Priscilla Burris lives life on the look-out for ways to give back to her community and her readers. She recalls two instances where excellent teachers set the bar high as role models. The first was Miss Yoshida, a third grade teacher who, when Burris was hospitalized with double pneumonia, asked the class to write letters. Miss Yoshida bound the messages into a booklet. At the time Burris experienced the pleasure those letters brought her, but looking back she recognizes and appreciates the thoughtfulness of the gesture.
Similarly, Burris remembers sometimes struggling to learn at Garfield High School in East Los Angeles, portrayed in the 1987 movie Stand and Deliver. “I experienced the high and lows of high school,” Burris says. “I have lots of great memories.” But she also recalls the chaos of particular classes. Fortunately, her “thoughtful and kind-hearted” typing teacher, Mr. Scobie, took Burris and two of her friends under his wing. According to Burris, he took the “time to listen, [to] share his wisdom, and to get us involved [in] areas [where] we could make positive contributions to our school environment…He showed us it was possible to touch our hearts by treating us with respect and giving us hope and encouragement. I will always be so very grateful for Mr. Scobie.”

§ List of tasks
1: Can you rewrite the passage about Priscilla Burris starting at "Priscilla Burris lives" and ending at "of the gesture.", changing "booklet" to "scrapbook"?
2: Could you go on with the passage about Priscilla Burris and her teachers from where it stops?
The entries after this text are separate material with no connection to it.

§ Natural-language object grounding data
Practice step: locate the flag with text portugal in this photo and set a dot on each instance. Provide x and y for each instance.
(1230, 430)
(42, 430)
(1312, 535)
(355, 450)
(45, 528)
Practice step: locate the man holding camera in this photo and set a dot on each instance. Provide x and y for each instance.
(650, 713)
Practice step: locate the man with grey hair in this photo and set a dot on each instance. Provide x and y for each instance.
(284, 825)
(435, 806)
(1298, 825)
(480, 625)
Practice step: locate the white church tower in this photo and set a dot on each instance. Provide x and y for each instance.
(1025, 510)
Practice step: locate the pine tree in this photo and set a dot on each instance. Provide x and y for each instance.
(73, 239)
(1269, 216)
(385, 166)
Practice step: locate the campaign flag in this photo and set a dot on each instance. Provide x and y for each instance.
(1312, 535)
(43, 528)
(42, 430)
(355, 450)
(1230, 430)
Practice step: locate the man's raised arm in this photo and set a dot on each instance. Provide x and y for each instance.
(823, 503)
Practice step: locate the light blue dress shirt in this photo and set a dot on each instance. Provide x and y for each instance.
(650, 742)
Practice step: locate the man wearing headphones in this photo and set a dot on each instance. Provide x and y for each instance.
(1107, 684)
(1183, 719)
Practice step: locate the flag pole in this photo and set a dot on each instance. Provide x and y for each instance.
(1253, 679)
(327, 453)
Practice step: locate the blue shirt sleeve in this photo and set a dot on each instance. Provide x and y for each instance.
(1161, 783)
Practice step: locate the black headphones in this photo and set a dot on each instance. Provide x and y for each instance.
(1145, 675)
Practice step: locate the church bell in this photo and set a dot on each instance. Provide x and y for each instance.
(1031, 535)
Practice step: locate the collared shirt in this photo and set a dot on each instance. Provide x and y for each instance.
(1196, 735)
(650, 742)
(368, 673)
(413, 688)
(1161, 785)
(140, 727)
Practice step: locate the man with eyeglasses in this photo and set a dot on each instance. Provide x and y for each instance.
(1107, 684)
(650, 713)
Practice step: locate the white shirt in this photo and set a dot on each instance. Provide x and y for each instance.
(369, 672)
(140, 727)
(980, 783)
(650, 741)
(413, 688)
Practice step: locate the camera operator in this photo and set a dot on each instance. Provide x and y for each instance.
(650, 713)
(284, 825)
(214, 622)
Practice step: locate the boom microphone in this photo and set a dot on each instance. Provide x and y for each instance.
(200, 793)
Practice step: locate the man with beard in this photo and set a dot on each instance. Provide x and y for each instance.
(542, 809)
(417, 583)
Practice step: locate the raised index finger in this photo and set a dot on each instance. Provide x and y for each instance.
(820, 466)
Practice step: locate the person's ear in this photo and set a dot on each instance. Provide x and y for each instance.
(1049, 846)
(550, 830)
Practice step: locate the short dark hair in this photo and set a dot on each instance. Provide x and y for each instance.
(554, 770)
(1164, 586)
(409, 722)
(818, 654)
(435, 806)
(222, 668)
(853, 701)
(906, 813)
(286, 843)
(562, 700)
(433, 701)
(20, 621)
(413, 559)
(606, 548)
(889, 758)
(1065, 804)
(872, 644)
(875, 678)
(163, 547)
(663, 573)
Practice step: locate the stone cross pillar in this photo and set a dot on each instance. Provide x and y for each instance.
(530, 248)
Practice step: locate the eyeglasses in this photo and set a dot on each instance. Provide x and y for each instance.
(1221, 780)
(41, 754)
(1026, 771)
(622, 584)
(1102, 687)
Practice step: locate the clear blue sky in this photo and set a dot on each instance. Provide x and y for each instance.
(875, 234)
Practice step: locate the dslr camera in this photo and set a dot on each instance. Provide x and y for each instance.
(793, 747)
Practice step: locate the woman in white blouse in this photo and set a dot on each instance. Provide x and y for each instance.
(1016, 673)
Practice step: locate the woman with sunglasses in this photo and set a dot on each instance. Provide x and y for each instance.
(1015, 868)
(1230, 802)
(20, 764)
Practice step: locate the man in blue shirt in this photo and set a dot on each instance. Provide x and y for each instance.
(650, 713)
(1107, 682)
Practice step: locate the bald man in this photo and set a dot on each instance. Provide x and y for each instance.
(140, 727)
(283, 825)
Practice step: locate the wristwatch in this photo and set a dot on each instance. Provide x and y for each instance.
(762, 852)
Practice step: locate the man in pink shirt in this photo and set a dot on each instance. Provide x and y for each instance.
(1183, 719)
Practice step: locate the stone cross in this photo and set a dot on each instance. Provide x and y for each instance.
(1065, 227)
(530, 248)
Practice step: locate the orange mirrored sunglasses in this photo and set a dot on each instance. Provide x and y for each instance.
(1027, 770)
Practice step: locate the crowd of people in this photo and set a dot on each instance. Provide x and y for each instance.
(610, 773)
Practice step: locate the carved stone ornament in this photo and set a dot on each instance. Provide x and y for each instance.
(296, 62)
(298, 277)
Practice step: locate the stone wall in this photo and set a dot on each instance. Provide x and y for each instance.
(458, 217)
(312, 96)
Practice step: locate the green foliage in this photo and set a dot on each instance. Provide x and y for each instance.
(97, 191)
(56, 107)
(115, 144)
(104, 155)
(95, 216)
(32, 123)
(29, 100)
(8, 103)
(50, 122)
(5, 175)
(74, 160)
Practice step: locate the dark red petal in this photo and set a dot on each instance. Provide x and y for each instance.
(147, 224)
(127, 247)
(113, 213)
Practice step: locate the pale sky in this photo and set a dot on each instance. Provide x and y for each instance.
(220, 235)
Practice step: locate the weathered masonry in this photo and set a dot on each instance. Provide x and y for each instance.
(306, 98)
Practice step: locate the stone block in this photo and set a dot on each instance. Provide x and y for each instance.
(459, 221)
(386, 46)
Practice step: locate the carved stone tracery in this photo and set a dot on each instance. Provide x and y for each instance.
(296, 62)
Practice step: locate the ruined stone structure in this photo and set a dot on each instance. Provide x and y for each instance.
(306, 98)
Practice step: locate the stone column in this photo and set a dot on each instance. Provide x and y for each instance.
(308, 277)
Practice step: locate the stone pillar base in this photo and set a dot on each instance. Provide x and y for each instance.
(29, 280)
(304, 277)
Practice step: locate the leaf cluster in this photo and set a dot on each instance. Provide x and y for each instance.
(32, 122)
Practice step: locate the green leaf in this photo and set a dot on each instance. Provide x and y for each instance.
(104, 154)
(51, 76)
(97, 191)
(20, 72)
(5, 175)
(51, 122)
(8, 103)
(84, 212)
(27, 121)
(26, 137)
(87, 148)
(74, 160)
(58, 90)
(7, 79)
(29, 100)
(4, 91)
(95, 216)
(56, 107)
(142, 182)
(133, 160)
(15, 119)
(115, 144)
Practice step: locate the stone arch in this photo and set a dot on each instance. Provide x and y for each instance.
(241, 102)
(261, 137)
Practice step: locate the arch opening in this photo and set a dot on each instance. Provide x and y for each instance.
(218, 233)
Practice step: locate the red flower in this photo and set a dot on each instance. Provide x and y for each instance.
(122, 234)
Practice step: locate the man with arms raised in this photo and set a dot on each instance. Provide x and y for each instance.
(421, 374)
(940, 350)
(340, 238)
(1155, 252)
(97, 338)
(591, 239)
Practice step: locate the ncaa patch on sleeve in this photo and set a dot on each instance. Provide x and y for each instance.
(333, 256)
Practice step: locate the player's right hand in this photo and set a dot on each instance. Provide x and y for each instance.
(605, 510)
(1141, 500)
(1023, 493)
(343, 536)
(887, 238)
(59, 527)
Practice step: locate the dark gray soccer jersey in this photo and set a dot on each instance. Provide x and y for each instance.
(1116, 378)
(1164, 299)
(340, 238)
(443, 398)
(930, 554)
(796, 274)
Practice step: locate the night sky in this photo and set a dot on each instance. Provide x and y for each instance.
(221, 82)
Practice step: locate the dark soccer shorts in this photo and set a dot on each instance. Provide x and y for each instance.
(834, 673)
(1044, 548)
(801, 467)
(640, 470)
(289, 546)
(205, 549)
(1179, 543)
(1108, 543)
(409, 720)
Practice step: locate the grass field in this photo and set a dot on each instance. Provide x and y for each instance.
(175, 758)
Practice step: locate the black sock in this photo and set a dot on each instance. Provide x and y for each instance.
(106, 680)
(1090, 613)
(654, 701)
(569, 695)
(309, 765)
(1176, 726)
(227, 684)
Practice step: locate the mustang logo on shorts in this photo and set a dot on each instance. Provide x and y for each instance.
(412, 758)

§ Solved tasks
1:
Priscilla Burris lives life on the look-out for ways to give back to her community and her readers. She recalls two instances where excellent teachers set the bar high as role models. The first was Miss Yoshida, a third grade teacher who, when Burris was hospitalized with double pneumonia, asked the class to write letters. Miss Yoshida bound the messages into a scrapbook. At the time Burris experienced the pleasure those letters brought her, but looking back she recognizes and appreciates the thoughtfulness of the gesture.

2:
As a young twenty-something, Burris moonlighted during vacations from her job as an office assistant at a brokerage firm to teach preschool where she loved reading and drawing with her students. She simultaneously took classes in early childhood education. One memorable assignment required Burris to write and illustrate a children’s book. “A lightbulb went on,” she says. Drawing had occupied a lot of Burris’ free time—characters with kid-appeal seemed to appear out of nowhere in her sketch pad, as if “they wanted to be there.” In spite of her interest in art, she says, “I didn’t know being an illustrator for children’ books was even possible!” She embraced her new-found path.
An editor who had seen Burris’s business card on the bulletin board at an art supply store called with Burris’s first illustration job. “There was an image [on the card] of a little girl happily drawing,” she says. “The editor connected with that little girl. It reminded her of herself at that age.” A series of educational projects followed before Burris broke into the picture book and illustrated chapter book market.
Up to this point in Burris’s career as an artist for children’s books, she has most often illustrated the manuscripts of other authors. But she is poised to release a new book which she both authored and illustrated.
Burris strives to keep her drawings loose and unpredictable. She finds that too many revisions sap the energy from a piece. Additionally, as a preschool teacher she witnessed how the “cute” kids receive most of the teacher’s positive attention, so she embraces imperfection: the snaggle-toothed, glasses-wearing kid in mismatched socks for example. Burris sees each of her characters as a personality on the page. “All parts of that character—the hair, the clothing, the movements—are there to show off that personality,” she says.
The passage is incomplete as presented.